== Task prompt ==
Pick up the first-half 2025 financial results text below at the point where it stops, and continue writing it.
+++ Extracted text
Net interest income in the second quarter of 2025 is up compared to the previous quarter (+1.5%, or EUR +8.1 million), also thanks to the effective management of commercial funding costs and the growth in average loan volumes offsetting the impact of lower rates on loans.

Net fee and commission income as at 30 June 2025, amounting to EUR 803 million, shows an increase compared to the same period of the previous year (+9.1%, equal to EUR +66.7 million). The positive trend is observed both in intermediation/management and advisory commissions (+13.8%, equal to EUR +50.2 million) and commercial banking fees (+4.4%, equal to EUR +16.4 million). More specifically, in the first commission category, there is a higher contribution from portfolio management and distribution (EUR +41.8 million), securities and currency intermediation and placement (EUR +5.0 million), insurance product distribution (EUR +3.3 million), and other intermediation/management and advisory commissions (EUR +2.4 million). In the commercial banking area, a positive contribution comes from fees and commissions on loans (EUR +10.1 million), ATM and credit card services (EUR +4.1 million), guarantees (EUR +3.9 million) and other net fees and commissions (EUR +2.8 million). Conversely, a decline is recorded for fees and commissions on current accounts (EUR -3.0 million) and on collection and payment services (EUR -1.5 million).

The result for the second quarter of 2025 is higher than in the previous quarter (+1.7%, equal to EUR +6.7 million), thanks to the combined effect of higher income from commercial banking activities (+9.9%, equal to EUR +18.4 million) and a decline in management/intermediation and advisory activities (-5.5%, equal to EUR -11.7 million), mainly due to lower income from securities and currency intermediation and placement, compared with very strong performance in the first quarter.

Dividends, similar income and gains (losses) on investments amount to EUR 42 million and are up EUR +1.4 million compared to 30 June 2024, mainly thanks to the higher contribution from insurance associates, partially offset by lower dividends from UCITs and other non-associate equity investments. The result in the second quarter of 2025, equal to EUR 25 million, is also up from the previous quarter (EUR +9.3 million), mainly thanks to the dividends received from the Bank of Italy in April 2025 (EUR +7.1 million).

Net profit (loss) from trading, financial assets/liabilities measured at fair value and gains from disposals/repurchases as at 30 June 2025 amounts to EUR 113 million, recording an increase of EUR +38.4 million compared to the same period of the previous year. The second quarter of 2025 also shows growth over the previous quarter (EUR +14 million).
++++++
+++ Extracted information
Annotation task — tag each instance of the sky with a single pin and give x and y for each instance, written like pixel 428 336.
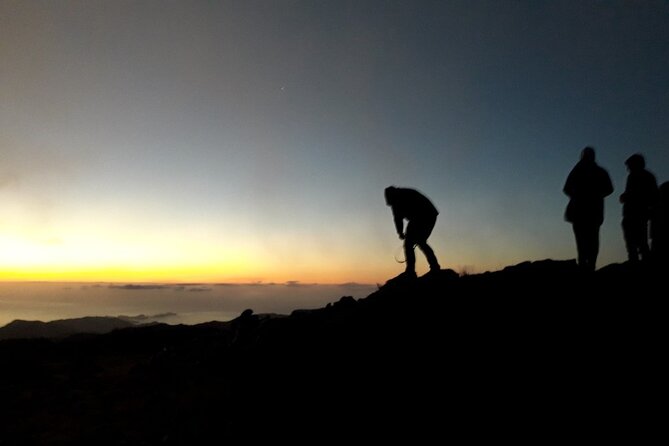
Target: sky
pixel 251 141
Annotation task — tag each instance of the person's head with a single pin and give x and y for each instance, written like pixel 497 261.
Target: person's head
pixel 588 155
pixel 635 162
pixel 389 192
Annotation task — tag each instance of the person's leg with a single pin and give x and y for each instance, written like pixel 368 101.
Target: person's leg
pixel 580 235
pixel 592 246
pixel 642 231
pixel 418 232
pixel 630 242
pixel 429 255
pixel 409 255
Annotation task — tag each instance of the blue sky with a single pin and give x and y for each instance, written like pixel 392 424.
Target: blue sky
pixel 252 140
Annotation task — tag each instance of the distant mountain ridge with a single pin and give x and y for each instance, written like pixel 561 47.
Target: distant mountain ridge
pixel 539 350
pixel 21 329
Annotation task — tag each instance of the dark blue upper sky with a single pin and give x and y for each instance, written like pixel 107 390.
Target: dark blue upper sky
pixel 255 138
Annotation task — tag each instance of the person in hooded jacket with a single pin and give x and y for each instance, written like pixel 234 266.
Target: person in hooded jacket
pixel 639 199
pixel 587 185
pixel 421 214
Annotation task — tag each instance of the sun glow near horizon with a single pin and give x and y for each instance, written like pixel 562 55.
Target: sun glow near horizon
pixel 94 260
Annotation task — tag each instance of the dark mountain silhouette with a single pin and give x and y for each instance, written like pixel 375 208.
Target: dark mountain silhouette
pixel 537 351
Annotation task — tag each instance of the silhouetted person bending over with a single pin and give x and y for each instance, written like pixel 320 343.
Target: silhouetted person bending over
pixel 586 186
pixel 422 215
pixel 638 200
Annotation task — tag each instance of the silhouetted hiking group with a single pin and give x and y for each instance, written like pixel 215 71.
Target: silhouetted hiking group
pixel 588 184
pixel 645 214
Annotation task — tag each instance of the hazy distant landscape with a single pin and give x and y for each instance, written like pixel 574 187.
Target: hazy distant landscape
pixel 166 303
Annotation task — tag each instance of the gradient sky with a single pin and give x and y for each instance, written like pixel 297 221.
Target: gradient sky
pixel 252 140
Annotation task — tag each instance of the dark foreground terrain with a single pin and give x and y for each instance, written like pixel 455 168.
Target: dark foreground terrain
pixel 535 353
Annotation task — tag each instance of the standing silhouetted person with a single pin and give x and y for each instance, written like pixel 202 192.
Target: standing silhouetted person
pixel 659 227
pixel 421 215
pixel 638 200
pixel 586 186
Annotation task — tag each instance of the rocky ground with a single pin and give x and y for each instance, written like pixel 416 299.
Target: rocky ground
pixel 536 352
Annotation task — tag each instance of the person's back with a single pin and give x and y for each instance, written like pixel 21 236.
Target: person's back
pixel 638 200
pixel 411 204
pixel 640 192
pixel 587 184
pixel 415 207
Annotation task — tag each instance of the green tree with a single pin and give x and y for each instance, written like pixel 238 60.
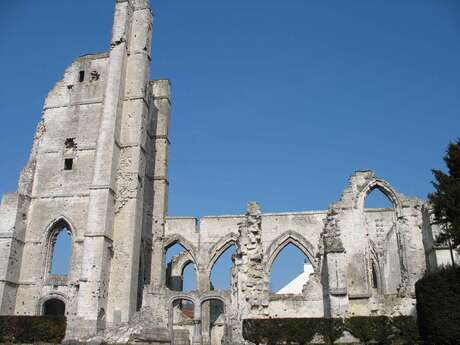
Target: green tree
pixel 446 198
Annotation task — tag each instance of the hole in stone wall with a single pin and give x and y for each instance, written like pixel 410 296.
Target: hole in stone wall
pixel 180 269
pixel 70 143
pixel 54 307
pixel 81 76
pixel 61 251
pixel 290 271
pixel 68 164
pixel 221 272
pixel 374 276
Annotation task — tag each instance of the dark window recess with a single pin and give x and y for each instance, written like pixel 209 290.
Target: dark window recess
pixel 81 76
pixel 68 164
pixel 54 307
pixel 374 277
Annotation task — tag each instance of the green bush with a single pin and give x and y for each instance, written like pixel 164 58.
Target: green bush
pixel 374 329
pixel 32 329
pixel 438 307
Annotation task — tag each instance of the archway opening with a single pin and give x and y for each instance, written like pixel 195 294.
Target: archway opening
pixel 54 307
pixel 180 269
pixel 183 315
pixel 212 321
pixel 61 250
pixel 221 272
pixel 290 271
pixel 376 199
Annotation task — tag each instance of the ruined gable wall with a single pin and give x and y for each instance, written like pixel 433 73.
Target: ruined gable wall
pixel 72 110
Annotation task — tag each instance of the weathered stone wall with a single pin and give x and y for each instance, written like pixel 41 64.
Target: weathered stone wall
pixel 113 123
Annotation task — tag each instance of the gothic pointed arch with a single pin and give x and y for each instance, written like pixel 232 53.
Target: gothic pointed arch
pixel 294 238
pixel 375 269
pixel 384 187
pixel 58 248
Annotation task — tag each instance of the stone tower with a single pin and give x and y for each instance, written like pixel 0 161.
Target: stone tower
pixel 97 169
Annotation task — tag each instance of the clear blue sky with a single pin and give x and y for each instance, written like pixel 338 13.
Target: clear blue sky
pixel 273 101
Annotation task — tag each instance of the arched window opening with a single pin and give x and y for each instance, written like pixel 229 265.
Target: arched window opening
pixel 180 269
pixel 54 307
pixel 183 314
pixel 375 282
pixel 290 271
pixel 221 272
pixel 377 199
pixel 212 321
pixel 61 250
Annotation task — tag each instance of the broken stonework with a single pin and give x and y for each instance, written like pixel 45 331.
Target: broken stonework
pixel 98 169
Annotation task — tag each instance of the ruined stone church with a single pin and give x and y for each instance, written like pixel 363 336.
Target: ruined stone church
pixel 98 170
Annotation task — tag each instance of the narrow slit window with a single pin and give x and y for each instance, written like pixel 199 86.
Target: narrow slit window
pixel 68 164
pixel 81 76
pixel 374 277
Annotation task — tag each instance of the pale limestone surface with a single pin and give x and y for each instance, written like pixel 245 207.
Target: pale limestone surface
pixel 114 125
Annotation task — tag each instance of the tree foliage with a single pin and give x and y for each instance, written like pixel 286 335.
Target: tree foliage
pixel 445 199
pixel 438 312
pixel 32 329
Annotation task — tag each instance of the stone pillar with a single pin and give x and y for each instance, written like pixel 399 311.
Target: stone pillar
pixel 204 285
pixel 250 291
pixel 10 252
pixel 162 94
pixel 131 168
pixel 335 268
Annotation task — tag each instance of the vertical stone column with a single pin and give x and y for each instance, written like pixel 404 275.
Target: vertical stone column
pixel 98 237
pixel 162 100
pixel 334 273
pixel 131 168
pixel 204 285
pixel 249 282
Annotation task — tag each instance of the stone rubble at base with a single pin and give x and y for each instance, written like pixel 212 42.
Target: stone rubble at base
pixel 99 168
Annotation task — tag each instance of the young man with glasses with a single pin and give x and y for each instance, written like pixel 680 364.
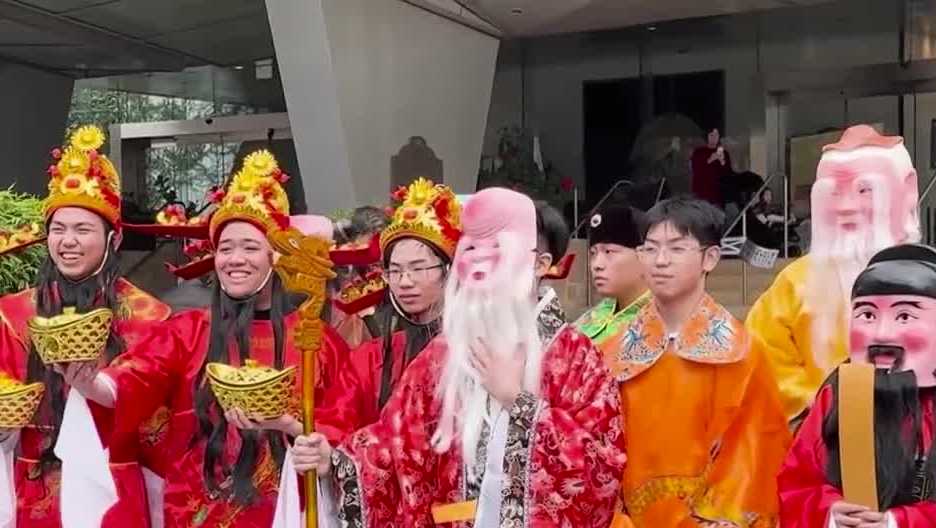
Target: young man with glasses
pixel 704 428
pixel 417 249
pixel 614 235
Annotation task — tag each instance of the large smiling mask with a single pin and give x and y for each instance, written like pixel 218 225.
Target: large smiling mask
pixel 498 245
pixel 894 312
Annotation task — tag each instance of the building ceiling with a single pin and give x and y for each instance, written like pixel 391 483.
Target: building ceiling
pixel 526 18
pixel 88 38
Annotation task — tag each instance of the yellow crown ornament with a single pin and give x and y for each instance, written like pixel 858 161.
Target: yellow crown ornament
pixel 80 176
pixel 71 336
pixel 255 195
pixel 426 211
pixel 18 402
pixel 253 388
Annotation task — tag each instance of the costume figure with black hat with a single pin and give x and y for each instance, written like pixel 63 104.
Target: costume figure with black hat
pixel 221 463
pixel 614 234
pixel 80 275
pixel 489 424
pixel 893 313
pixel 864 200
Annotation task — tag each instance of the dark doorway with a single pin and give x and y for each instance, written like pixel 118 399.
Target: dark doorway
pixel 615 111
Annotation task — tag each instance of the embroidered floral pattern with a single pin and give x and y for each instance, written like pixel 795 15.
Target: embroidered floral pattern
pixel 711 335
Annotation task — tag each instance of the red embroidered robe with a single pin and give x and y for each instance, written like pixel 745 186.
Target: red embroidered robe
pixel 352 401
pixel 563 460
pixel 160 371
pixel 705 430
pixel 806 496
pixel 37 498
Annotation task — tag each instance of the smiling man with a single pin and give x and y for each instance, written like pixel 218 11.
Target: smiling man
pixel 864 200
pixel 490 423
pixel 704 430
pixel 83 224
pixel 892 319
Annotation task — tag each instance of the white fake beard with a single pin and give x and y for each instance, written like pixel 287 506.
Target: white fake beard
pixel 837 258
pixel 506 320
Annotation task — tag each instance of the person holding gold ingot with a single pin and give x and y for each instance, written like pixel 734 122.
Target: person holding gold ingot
++++++
== Response to the task ==
As at 30 June 2025, operating expenses amount to EUR 943 million, up from the first half of 2024 (+2.0%, equal to EUR +18.1 million), mainly due to the impact of the renewed national collective labour agreement for the banking sector on HR costs, partially offset by the effects of efficient cost governance in other administrative expenses. The second quarter of 2025 contribution is essentially stable compared to the previous quarter (-0.3%). An analysis of the individual aggregates shows that:

  • HR costs, amounting to EUR 640 million, are higher year-on-year (+5.3%), largely due to the increase in costs resulting from the second and third tranches of the salary increase under the renewed national collective labour agreement for the banking sector (effective from 1 September 2024 and 1 June 2025 respectively), as well as higher provisions for the variable component of remuneration, in line with the 2024-2028 Strategic Plan. HR costs, amounting to EUR 319.1 million in the second quarter, record an improvement compared to the previous quarter (-0.7%, equal to EUR -2.2 million);
  • other administrative expenses, amounting to EUR 223 million, are lower compared to 30 June 2024 (-3.9%), thanks to the continued implementation of a rigorous expense management process and a focus on cost optimisation measures. The second quarter of 2025 contribution, amounting to EUR 111 million, is also slightly lower than in the previous quarter (-1.2%);
  • net value adjustments to property, plant and equipment and intangible assets amount to EUR 79 million as at 30 June 2025 and are down from 30 June 2024 (-6.2%). The second quarter of 2025 contribution is EUR 41 million, compared to EUR 38 million in the previous quarter.

As a result of the above trends, the Group's gross operating profit amounts to EUR 1,111 million, up EUR 1,106 million compared to 30 June 2024. The second quarter contribution of EUR 576 million, is up by +7.6% compared to the previous quarter (EUR 535 million).

Loan loss provisions booked by the Group as at 30 June 2025 amount to EUR 175 million, down from EUR 204 million in the same period of the previous year, mainly due to lower inflows from performing to non-performing exposures. Loan loss provisions in the second quarter of 2025, amounting to EUR 84 million, are lower than the EUR 91 million recorded in the previous quarter,

mainly thanks to the improvement in the quality of performing loans (lower stage 2 exposures) and higher cure rates observed in the second quarter.

As at 30 June 2025, the cost of risk, i.e. the ratio between the annualised loan loss provisions and the sum of customer loans plus the value of securities from the disposal/securitisation of NPEs, shows an improvement, standing at 43 bps (compared to 46 bps as at 31 March 2025 and 53 bps as at 31 December 2024).

The Group's net operating profit as at 30 June 2025 shows a balance of EUR 936 million, recording an increase compared to the result of EUR 897 million for the first half of 2024. The the second quarter of 2025 contribution, amounting to EUR 488 million, is higher than the EUR 448 million recorded in the previous quarter.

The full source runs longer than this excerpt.